GIVEN EXERCISE
Copy out the rows starting at the line containing "of the metal" and ending at the line containing "[1266, 489]", swapping "instance" for "occurrence" and keeping everything else unchanged.

MATERIAL SUPPLIED

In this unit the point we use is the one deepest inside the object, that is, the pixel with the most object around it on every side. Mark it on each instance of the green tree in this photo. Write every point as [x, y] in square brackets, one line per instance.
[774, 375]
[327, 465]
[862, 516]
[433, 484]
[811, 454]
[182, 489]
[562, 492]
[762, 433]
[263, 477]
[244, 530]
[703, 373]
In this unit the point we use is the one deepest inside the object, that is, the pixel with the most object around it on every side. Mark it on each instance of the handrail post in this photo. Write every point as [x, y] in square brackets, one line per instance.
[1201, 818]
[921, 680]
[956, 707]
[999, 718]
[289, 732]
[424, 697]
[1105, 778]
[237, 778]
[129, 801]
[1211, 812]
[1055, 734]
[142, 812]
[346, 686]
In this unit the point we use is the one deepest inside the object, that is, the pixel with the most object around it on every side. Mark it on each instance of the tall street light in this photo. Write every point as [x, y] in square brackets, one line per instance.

* * *

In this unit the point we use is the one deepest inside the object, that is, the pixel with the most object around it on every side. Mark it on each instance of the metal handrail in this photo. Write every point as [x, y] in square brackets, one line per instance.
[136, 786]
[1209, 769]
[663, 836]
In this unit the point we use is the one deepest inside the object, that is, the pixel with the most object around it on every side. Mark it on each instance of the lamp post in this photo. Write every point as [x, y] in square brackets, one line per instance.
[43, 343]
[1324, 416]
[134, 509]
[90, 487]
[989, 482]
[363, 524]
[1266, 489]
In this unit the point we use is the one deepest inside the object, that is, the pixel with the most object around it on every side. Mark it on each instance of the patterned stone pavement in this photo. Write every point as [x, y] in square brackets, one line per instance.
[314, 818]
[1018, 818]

OUTPUT BELOW
In this unit the point we use is the one deepest inside the object, that is, the pixel with the most object around it on every side. Mark it on each occurrence of the metal handrail in this photo. Write every point as [x, y] in square brackets, one line per occurrence.
[136, 786]
[1209, 769]
[663, 836]
In this unit the point we use is the one deepest inside the object, that is, the pixel with the most object around it on every side. Mark it on each occurrence of the lamp post in this photo. Write every point as [x, y] in square brackets, one line per occurrence.
[43, 343]
[1324, 416]
[134, 509]
[90, 487]
[989, 482]
[363, 524]
[1266, 489]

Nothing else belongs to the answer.